#### Data supplied

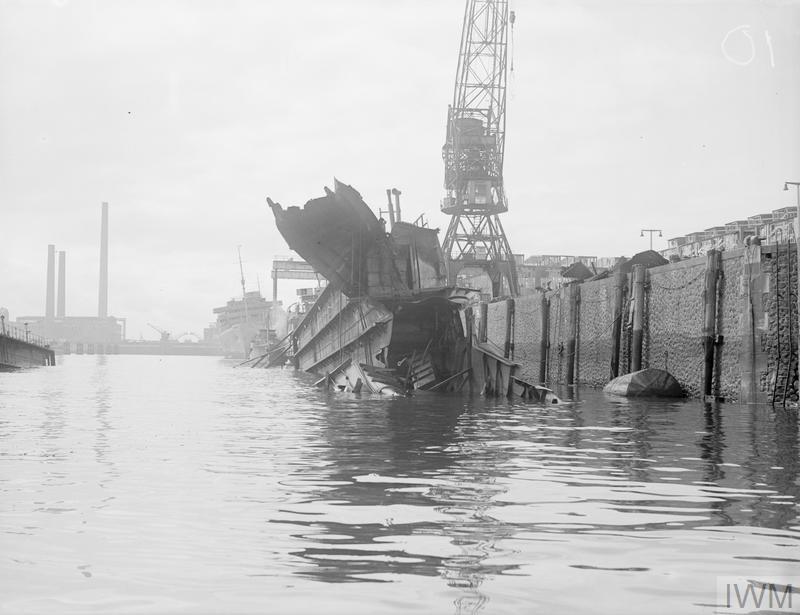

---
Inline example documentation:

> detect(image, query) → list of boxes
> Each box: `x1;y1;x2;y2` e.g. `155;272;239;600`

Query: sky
1;0;799;340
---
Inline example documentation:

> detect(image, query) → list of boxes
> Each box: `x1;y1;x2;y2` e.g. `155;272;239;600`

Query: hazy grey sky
1;0;798;339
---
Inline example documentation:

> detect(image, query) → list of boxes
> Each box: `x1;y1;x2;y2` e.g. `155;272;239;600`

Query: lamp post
640;228;663;251
785;181;800;207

########

This exercise calls for a verbatim output of the entries, pictures omitted.

---
Inline example documentation:

> detect(image, query) → list of boxes
> Each box: `x1;y1;x2;y2` e.g. `155;272;239;600`

Query: sky
1;0;799;340
---
Inline example documentation:

> detect(image, query) → list of boxes
> Each box: `x1;y1;x2;y2` e.g. `155;272;239;600`

Query: hazy grey sky
1;0;798;339
---
Inline example documentation:

> detect(image, query) → list of boxes
> Each box: `x1;y1;x2;y2` e.g. `155;272;239;600`

Query: lamp post
640;228;663;251
785;181;800;207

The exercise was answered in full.